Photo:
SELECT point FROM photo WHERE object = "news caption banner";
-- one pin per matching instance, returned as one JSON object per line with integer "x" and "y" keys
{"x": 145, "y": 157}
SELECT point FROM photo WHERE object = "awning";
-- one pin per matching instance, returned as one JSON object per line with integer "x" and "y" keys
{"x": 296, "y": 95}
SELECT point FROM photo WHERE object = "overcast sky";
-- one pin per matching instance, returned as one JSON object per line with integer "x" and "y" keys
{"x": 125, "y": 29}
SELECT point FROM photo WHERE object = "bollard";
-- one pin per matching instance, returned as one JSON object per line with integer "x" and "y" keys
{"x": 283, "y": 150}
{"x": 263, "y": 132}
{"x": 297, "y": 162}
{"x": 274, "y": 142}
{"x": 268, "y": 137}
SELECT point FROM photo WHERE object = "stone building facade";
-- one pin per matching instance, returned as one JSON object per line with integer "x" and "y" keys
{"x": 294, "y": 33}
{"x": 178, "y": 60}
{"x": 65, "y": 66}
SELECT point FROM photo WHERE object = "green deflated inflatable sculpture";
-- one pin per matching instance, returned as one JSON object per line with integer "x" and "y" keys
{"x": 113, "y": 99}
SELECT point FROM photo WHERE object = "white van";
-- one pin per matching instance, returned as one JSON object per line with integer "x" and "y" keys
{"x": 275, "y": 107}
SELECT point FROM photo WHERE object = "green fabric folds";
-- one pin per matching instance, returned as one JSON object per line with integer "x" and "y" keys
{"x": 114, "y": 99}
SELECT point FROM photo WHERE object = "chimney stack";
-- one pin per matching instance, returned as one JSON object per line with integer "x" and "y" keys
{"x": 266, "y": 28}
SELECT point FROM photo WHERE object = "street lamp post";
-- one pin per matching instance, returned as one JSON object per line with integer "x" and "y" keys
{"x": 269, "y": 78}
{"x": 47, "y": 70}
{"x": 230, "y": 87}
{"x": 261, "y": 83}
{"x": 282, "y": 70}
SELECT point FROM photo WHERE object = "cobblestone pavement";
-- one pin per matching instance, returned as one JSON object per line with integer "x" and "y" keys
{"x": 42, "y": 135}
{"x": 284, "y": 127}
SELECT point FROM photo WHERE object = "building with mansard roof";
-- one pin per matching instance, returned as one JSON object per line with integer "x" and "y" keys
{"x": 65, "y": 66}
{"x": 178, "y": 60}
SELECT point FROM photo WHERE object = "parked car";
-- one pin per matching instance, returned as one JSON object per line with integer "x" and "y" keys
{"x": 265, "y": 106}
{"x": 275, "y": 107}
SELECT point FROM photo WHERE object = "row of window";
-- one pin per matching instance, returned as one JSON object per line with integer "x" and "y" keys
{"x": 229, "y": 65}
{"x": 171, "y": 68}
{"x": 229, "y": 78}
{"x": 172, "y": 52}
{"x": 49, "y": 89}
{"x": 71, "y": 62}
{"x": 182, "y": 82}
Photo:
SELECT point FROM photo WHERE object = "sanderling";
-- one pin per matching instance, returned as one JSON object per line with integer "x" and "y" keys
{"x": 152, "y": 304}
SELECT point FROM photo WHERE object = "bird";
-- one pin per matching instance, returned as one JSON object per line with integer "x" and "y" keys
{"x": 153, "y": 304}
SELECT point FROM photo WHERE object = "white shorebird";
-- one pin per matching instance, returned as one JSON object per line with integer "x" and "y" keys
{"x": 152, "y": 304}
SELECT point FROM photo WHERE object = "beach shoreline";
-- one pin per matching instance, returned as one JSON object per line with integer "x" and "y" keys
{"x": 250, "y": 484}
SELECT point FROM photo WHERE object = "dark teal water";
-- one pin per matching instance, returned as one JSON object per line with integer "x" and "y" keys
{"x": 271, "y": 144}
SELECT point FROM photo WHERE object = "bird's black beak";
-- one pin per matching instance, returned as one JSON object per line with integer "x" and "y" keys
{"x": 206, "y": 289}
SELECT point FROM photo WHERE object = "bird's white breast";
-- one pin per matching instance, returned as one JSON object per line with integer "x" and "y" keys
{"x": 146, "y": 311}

Work to do → Exactly reproduce the material above.

Solution to this exercise →
Photo:
SELECT point FROM photo WHERE object = "news caption banner";
-- one pin per matching instance, returned as one JSON object per line with integer "x" and "y" keys
{"x": 145, "y": 157}
SELECT point FROM photo WHERE object = "awning";
-- one pin per matching instance, returned as one JSON object per line with integer "x" and "y" keys
{"x": 296, "y": 95}
SELECT point FROM photo WHERE object = "overcast sky";
-- one pin per matching instance, returned as one JSON object per line with integer "x" and "y" keys
{"x": 125, "y": 29}
SELECT point FROM photo WHERE object = "bollard";
-- one pin per matching instance, returned as one JSON object per line with integer "x" and "y" keys
{"x": 283, "y": 150}
{"x": 263, "y": 132}
{"x": 297, "y": 162}
{"x": 274, "y": 142}
{"x": 268, "y": 137}
SELECT point FROM photo WHERE object = "stone building facade";
-- one pin per matching instance, returned as one JSON object per line with integer "x" and "y" keys
{"x": 294, "y": 33}
{"x": 178, "y": 60}
{"x": 65, "y": 66}
SELECT point FROM photo WHERE object = "green deflated inflatable sculpture";
-- one pin per matching instance, returned as one JSON object per line with integer "x" and "y" keys
{"x": 113, "y": 99}
SELECT point FROM photo WHERE object = "white van";
-- one pin per matching instance, returned as one JSON object per line with integer "x" and "y" keys
{"x": 275, "y": 107}
SELECT point FROM photo WHERE object = "green fabric folds";
-- one pin per matching instance, returned as one JSON object per line with integer "x" and "y" keys
{"x": 114, "y": 99}
SELECT point FROM photo WHERE object = "chimney stack";
-- one pin per matching instance, returned as one JSON object per line with integer "x" and "y" keys
{"x": 266, "y": 28}
SELECT point FROM photo WHERE object = "street lamp post";
-- one pin per matching instance, returned as one JSON object per line with integer "x" and "y" keys
{"x": 269, "y": 78}
{"x": 47, "y": 70}
{"x": 230, "y": 87}
{"x": 261, "y": 83}
{"x": 282, "y": 70}
SELECT point FROM photo WHERE object = "cobblestone pavement";
-- one pin per matching instance, returned as one JSON object per line with integer "x" and "y" keys
{"x": 42, "y": 135}
{"x": 284, "y": 127}
SELECT point FROM photo WHERE object = "building with mansard roof";
-- one pin per matching instance, returned as one JSON object per line with integer "x" and "y" keys
{"x": 65, "y": 66}
{"x": 178, "y": 60}
SELECT point FROM photo WHERE object = "parked car";
-- one pin per matching instance, returned as one JSON object per line with integer "x" and "y" keys
{"x": 265, "y": 106}
{"x": 275, "y": 107}
SELECT point FROM photo WHERE object = "row of window";
-- one pin per matching instance, returned as one JSON object per line with integer "x" and "y" keys
{"x": 229, "y": 65}
{"x": 171, "y": 68}
{"x": 229, "y": 78}
{"x": 172, "y": 52}
{"x": 49, "y": 89}
{"x": 71, "y": 62}
{"x": 182, "y": 82}
Photo:
SELECT point FROM photo WHERE object = "sanderling";
-- one pin per matching instance, returned as one JSON object per line with integer "x" and "y" keys
{"x": 152, "y": 304}
SELECT point FROM photo WHERE object = "bird";
-- one pin per matching instance, returned as one JSON object per line with integer "x" and "y" keys
{"x": 153, "y": 304}
SELECT point FROM photo WHERE object = "white shorebird";
-- one pin per matching instance, returned as one JSON object per line with integer "x" and "y" keys
{"x": 152, "y": 304}
SELECT point FROM photo WHERE object = "beach shoreline";
-- one pin per matching instance, returned as one JSON object per line with integer "x" and "y" keys
{"x": 250, "y": 484}
SELECT point FROM photo WHERE object = "dark teal water";
-- one pin per matching instance, returned as one JSON object per line with integer "x" and "y" keys
{"x": 271, "y": 144}
SELECT point FROM photo WHERE object = "bird's black beak";
-- one pin per matching instance, returned as one JSON object per line with integer "x" and "y" keys
{"x": 206, "y": 289}
SELECT point FROM photo WHERE object = "bird's white breast";
-- one pin per matching instance, returned as one JSON object per line with integer "x" and "y" keys
{"x": 146, "y": 311}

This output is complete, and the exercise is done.